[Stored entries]

__________

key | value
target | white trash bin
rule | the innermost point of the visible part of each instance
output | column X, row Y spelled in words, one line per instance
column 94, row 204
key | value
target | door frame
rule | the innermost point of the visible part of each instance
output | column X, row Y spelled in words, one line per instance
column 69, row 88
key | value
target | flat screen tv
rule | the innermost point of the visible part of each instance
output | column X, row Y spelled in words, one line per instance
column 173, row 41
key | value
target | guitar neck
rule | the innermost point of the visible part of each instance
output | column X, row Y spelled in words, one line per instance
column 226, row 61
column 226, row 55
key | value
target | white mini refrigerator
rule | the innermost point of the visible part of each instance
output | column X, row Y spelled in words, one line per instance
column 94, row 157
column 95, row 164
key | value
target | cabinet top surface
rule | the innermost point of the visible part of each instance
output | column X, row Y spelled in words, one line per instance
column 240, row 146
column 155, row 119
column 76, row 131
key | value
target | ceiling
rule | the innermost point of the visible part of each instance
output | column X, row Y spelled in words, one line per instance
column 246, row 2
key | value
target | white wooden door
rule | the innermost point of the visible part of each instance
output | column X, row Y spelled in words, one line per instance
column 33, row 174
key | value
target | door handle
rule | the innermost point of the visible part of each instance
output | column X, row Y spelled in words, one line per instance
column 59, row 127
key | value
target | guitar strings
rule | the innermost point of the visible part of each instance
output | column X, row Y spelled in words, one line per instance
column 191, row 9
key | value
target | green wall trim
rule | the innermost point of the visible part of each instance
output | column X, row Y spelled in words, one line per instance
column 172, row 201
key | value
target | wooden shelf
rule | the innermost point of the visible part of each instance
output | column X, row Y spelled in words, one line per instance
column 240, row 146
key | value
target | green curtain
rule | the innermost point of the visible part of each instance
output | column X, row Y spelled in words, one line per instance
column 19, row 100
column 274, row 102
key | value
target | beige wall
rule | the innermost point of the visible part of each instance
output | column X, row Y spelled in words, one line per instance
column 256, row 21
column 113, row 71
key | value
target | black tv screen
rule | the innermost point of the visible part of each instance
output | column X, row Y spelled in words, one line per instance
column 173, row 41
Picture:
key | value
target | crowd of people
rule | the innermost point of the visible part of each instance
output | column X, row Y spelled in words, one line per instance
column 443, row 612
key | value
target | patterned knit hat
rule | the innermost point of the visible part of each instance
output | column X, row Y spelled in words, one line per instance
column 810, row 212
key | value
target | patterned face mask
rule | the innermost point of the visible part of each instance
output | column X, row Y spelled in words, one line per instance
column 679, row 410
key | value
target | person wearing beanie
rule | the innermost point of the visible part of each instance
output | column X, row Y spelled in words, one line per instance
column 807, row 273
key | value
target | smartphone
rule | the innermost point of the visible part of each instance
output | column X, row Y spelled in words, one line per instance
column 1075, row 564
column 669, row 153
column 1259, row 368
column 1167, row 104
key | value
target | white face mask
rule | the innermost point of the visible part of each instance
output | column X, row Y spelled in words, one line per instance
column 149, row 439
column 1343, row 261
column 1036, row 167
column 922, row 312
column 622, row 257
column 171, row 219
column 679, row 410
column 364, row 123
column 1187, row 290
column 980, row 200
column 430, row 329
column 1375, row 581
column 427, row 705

__________

• _Brief_: Reproduce the lines of the material from its start through the line containing "column 191, row 9", including both ends.

• _Written response_:
key | value
target | white trash bin
rule | the innermost point of the visible part of each instance
output | column X, row Y spelled in words, one line per instance
column 94, row 204
key | value
target | door frame
rule | the innermost point of the visible part of each instance
output | column X, row Y spelled in words, one line per instance
column 69, row 88
key | value
target | flat screen tv
rule | the innermost point of the visible part of each instance
output | column X, row Y spelled in words, one line per instance
column 173, row 41
key | value
target | guitar neck
rule | the innermost point of the visible part of each instance
output | column X, row Y spelled in words, one line per instance
column 226, row 61
column 226, row 55
key | value
target | white mini refrigerator
rule | the innermost point of the visible part of each instance
output | column X, row Y spelled in words, one line per instance
column 94, row 157
column 95, row 164
key | value
target | cabinet top surface
rule | the innermost point of the visible part of each instance
output | column X, row Y spelled in words, one line per instance
column 240, row 146
column 155, row 119
column 76, row 131
key | value
target | ceiling
rule | the innermost point of the visible part of each instance
output | column X, row Y spelled in words, one line per instance
column 246, row 2
key | value
target | white wooden door
rule | the innermost point of the visible part of each instance
output | column X, row Y spelled in words, one line per instance
column 33, row 174
key | value
target | door handle
rule | the innermost point of the visible part of each instance
output | column X, row Y spelled in words, one line per instance
column 59, row 127
key | value
target | guitar strings
rule | the innermost point of the visible part of each instance
output | column X, row Y spelled in words, one line per instance
column 191, row 9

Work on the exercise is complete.